**Task prompt**
In the lines below, find the one that contains "the rhino's head" and write it out exactly, along with every line that follows it.
>> start Material for this exercise
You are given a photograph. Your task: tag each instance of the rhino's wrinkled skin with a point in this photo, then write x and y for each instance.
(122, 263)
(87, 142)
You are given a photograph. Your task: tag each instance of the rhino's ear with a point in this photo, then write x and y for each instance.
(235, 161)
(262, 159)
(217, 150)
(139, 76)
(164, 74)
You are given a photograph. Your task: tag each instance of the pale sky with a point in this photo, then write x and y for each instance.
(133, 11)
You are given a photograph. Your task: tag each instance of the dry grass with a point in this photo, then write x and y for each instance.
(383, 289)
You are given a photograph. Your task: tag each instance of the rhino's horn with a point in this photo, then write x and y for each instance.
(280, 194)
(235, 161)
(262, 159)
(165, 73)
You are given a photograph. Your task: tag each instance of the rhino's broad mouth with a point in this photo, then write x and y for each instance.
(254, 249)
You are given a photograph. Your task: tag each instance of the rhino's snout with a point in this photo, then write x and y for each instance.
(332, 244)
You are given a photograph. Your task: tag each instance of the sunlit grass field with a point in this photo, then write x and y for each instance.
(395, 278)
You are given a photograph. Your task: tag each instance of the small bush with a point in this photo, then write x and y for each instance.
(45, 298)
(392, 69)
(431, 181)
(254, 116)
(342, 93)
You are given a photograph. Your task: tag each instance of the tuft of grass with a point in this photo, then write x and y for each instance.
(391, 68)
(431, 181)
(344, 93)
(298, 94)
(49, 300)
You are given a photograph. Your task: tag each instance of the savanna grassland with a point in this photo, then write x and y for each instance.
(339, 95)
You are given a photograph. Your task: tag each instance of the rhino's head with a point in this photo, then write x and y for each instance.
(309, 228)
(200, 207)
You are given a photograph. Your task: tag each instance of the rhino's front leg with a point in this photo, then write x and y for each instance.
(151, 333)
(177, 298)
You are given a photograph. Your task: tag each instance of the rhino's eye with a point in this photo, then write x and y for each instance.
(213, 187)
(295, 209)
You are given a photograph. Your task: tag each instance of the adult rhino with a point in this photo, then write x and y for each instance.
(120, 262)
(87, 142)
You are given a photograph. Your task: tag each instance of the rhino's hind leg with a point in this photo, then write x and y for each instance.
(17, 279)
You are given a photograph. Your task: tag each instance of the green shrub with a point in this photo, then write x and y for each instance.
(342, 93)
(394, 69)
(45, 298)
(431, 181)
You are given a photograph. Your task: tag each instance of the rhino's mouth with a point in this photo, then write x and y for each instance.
>> end Material for this exercise
**The reply**
You are given a photograph. Your task: tag each instance of the rhino's head with a point in this photo, then write x and y for each instance.
(309, 228)
(200, 207)
You are given a photograph. Your task: tag each instance of the rhino's front leg with a point in this photo, then write x and y for each instance.
(151, 333)
(177, 298)
You are given a photograph. Your task: tag each instance of the rhino's eye with a point in this photo, then write x and y for each instance.
(213, 187)
(295, 209)
You are given a photograph. Your task: tag each instance of the adult rhino with a point in this photo, then write x and y for each instance.
(120, 262)
(87, 142)
You are given a photograph. Your task: tag each instance of the rhino's hind leg with a point in this photo, then write x and y for each instance.
(17, 279)
You are given a photograph. Your task: tag each instance of the green shrub with a point in this photo, then write x and y for each instance.
(342, 93)
(394, 69)
(45, 298)
(431, 181)
You are given a photograph. Your task: tag each instance of the rhino's mouth with a point in this photo, then write x and y for each instance.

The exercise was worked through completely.